=== Data provided ===

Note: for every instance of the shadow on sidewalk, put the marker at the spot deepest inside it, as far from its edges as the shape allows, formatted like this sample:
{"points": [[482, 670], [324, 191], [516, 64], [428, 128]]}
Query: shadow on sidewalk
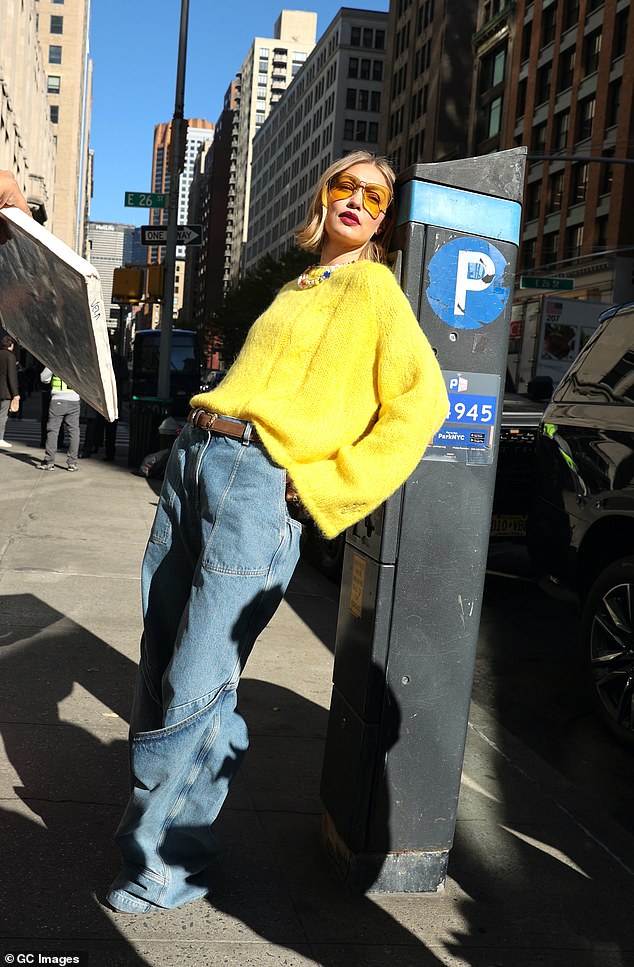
{"points": [[56, 836], [541, 901]]}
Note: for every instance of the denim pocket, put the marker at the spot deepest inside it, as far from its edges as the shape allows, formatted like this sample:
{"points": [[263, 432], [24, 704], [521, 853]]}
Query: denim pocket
{"points": [[248, 529], [170, 497]]}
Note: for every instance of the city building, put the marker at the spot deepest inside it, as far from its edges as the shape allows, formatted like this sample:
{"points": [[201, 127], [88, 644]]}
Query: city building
{"points": [[62, 27], [555, 77], [110, 246], [27, 142], [210, 278], [570, 92], [266, 72], [332, 107], [198, 131], [429, 64]]}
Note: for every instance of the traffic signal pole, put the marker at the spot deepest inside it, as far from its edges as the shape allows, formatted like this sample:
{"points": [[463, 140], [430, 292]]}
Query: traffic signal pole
{"points": [[177, 138]]}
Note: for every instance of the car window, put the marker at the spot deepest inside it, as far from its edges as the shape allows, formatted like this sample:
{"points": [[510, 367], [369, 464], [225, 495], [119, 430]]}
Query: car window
{"points": [[604, 371]]}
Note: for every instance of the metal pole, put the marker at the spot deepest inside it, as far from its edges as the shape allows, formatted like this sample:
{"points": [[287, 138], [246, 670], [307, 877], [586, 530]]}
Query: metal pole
{"points": [[178, 133]]}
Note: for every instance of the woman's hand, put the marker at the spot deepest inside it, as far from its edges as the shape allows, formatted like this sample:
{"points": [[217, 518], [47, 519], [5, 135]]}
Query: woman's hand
{"points": [[10, 194]]}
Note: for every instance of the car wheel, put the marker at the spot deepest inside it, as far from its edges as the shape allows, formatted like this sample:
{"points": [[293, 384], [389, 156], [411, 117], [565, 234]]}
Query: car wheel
{"points": [[607, 634]]}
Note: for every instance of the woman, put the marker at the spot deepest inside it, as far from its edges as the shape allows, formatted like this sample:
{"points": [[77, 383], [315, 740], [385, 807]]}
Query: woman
{"points": [[333, 398]]}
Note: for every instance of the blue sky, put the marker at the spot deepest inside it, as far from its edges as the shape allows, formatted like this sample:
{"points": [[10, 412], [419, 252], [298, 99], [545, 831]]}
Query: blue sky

===

Short task: Convert the material above into a Markdown table with the columns Row and Line, giving each nonblank line its own numbered row. Leave the pictures out.

In response:
| Row | Line |
|---|---|
| 1 | Note: for every instance of the shadow on sidewalk, put the marker at the spot deepest inside it, as far from its edges as the shape allows, formatted like this sample: |
| 2 | {"points": [[482, 670], [324, 191], [516, 64], [428, 128]]} |
| 3 | Query: shadow on sidewalk |
| 4 | {"points": [[56, 836], [541, 901]]} |
| 5 | Note: for every instance of the denim pocket, put the marker at the spot deepest inside it, as far from its edges as the shape allows, formatted like this sample: |
| 6 | {"points": [[263, 432], [24, 704], [521, 853]]} |
| 7 | Query: denim pocket |
| 8 | {"points": [[248, 529], [170, 497]]} |
| 9 | Note: for every instance of the city building, put the marker at the spot deepest inside it, as far from its edges as the shape allows, formatted like this sample: |
| 10 | {"points": [[201, 127], [88, 644]]} |
| 11 | Query: city building |
| 12 | {"points": [[62, 27], [555, 77], [110, 246], [27, 142], [210, 278], [570, 92], [266, 72], [332, 107], [198, 131], [429, 64]]} |
| 13 | Note: for every instance of the traffic signal pole, put the marker at the spot deepest inside it, as far from its edges as the shape allows, formatted like this sample: |
| 14 | {"points": [[463, 140], [430, 292]]} |
| 15 | Query: traffic signal pole |
| 16 | {"points": [[177, 138]]} |
| 17 | Note: for every instance of the car window, put the marker at the spot deepest inside it, as far from its edges as the shape allows, formatted like this sample: |
| 18 | {"points": [[510, 367], [369, 464], [225, 495], [119, 430]]} |
| 19 | Query: car window |
| 20 | {"points": [[604, 371]]} |
| 21 | Note: for every instance of the metal pole, put the marker at the spot deepest inside it, as far from its edges as the shape allows, formatted like this sample: |
| 22 | {"points": [[287, 138], [246, 670], [307, 877], [586, 530]]} |
| 23 | Query: metal pole |
| 24 | {"points": [[178, 133]]} |
| 25 | Note: for every instance of the woman's hand, put the marker at the spot deepest inside it, as far from its edges as the shape allows, formatted like this sample: |
| 26 | {"points": [[217, 518], [47, 519], [5, 135]]} |
| 27 | Query: woman's hand |
| 28 | {"points": [[10, 194]]} |
| 29 | Note: for every instance of the car wheel, put the marker at the spot deepest inside it, as far from its edges as the shape allows, formatted like this sample: |
| 30 | {"points": [[293, 384], [389, 156], [411, 117], [565, 234]]} |
| 31 | Query: car wheel |
| 32 | {"points": [[607, 634]]} |
| 33 | Note: for every instance of the woman, put the marker at the spot deepest inside it, as far from its edges as the shape allows, formatted like this sample: |
| 34 | {"points": [[77, 383], [315, 740], [385, 807]]} |
| 35 | Query: woman |
| 36 | {"points": [[333, 398]]} |
| 37 | Note: for every instance of the blue sky, put the marker at the spot deepest inside it, as far from its edges as the shape allows, formatted like this sample: |
| 38 | {"points": [[10, 412], [419, 252], [298, 99], [545, 831]]} |
| 39 | Query: blue sky |